• Problem details:
Which lines run from the start of the data below to the line containing "Target: black railing"? Set them down exactly, with none added.

** Opening Records for the task block **

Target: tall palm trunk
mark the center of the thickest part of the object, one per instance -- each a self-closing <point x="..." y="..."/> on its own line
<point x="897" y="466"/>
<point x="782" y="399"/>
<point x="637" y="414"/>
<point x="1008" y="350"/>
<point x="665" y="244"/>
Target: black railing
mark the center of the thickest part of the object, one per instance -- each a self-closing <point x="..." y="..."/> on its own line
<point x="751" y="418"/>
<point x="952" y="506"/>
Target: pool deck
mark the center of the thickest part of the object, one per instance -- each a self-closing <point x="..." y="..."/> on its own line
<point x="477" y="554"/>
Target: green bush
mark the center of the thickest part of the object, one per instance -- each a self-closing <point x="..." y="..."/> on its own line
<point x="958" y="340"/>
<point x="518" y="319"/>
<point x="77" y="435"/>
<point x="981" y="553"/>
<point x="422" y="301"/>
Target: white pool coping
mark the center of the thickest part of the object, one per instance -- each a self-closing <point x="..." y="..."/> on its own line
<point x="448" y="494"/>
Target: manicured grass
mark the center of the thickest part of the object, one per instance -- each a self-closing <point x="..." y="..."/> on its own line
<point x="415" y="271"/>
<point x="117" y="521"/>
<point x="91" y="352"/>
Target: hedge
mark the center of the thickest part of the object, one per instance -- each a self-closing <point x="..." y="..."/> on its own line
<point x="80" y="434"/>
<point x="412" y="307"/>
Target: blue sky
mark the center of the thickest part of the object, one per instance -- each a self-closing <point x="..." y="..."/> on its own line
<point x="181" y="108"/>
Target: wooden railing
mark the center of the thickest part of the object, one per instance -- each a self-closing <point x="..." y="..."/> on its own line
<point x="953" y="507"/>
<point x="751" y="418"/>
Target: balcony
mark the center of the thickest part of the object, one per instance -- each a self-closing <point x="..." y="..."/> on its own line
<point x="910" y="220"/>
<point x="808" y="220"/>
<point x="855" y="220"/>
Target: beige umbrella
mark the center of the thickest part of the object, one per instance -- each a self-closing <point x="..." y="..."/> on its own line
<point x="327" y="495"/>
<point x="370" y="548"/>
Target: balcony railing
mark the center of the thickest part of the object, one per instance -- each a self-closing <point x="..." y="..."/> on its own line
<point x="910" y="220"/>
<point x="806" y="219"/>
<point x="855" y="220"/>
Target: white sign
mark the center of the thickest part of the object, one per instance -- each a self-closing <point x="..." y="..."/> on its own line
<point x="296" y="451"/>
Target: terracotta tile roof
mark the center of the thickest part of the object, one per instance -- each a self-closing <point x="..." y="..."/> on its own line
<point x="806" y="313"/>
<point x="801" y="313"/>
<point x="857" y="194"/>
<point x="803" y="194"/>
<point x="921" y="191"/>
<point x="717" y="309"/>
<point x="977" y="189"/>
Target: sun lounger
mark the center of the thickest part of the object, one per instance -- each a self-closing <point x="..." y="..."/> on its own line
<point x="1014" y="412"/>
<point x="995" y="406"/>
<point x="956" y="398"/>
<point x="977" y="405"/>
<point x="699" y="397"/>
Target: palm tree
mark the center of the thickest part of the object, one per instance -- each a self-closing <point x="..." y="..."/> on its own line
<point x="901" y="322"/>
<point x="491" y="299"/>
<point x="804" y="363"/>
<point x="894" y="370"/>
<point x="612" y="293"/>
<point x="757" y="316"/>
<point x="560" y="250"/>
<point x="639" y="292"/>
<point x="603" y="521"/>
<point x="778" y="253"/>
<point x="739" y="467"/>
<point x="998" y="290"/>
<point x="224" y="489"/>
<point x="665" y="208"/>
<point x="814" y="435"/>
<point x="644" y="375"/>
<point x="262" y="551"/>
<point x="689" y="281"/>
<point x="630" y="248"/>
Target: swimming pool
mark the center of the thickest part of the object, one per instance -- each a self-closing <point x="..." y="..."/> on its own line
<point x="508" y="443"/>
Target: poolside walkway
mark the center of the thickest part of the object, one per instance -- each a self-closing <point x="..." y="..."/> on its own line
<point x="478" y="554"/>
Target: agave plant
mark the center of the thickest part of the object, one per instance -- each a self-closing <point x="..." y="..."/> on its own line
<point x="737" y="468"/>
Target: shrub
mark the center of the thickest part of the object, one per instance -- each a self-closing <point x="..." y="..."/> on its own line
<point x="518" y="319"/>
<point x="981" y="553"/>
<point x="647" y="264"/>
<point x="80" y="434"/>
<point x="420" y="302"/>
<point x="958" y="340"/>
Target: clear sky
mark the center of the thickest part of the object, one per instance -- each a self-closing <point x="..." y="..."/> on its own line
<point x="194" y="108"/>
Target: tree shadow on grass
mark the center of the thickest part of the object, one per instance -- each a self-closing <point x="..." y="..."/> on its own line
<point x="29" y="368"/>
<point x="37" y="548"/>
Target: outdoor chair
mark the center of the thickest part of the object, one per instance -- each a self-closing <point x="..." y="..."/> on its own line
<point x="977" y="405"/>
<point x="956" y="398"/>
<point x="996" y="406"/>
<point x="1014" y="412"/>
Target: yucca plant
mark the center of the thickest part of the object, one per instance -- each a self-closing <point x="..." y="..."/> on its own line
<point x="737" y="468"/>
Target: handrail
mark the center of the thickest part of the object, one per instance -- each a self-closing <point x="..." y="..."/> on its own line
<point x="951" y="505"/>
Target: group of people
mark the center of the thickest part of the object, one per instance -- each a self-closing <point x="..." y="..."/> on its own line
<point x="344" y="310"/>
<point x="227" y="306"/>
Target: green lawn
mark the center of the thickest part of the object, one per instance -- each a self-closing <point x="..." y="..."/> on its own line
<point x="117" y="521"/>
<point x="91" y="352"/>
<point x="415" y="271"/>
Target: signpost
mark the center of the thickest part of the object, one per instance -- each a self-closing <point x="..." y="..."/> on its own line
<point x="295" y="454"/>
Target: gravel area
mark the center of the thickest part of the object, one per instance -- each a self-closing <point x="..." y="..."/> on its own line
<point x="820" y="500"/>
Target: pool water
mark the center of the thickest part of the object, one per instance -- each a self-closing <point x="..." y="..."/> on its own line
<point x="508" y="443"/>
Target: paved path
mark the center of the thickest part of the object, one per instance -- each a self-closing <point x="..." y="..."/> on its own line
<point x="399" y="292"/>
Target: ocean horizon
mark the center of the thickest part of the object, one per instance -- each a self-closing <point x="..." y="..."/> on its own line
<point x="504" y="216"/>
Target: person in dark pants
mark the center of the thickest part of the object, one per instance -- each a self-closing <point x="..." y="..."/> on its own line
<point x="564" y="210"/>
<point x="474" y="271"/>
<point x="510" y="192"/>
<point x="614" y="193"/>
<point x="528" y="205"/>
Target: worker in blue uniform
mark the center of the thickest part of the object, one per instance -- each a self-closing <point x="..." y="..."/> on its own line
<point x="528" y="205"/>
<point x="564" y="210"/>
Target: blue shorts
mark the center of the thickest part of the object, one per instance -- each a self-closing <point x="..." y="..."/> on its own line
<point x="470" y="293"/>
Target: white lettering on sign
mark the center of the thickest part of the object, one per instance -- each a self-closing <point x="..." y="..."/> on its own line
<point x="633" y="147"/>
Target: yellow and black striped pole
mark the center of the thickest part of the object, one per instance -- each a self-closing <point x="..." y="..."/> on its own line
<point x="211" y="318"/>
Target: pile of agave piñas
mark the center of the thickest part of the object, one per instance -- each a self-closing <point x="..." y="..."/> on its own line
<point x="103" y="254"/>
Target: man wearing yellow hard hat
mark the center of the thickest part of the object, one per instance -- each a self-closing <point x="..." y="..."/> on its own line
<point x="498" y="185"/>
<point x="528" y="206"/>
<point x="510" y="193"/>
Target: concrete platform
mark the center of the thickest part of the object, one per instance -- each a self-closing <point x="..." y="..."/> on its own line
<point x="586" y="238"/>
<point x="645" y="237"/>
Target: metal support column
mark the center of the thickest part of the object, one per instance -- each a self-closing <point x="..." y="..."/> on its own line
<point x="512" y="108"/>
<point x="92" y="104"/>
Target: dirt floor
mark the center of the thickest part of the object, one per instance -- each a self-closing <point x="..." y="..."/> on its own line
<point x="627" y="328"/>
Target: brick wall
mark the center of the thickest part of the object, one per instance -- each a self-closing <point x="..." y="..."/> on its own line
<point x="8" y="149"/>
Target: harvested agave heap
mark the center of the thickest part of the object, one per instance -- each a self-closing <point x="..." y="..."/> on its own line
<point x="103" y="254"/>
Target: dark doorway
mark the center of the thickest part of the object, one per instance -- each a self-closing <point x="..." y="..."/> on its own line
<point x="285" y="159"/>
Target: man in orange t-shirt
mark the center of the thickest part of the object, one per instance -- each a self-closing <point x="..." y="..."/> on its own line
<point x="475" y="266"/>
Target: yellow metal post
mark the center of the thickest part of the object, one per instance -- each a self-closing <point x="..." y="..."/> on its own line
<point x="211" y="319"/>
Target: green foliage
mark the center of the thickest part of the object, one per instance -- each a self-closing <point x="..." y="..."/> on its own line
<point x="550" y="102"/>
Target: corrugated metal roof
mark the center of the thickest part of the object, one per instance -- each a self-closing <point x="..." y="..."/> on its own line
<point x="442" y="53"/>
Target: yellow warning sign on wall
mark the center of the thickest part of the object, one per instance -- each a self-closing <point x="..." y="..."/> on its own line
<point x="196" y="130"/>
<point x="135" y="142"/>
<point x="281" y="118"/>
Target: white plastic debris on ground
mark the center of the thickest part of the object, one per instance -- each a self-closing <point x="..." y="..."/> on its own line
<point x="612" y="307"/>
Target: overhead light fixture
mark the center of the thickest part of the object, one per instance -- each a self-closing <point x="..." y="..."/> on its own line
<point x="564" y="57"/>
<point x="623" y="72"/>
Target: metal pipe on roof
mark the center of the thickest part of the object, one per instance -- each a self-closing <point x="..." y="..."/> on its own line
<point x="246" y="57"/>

** Closing Records for the task block **

• Your response:
Target: tall palm trunk
mark the center of the thickest part of the object, one per instance -- each a self-closing <point x="..." y="..."/> on its own line
<point x="897" y="466"/>
<point x="782" y="399"/>
<point x="637" y="414"/>
<point x="1008" y="350"/>
<point x="665" y="244"/>
Target: black railing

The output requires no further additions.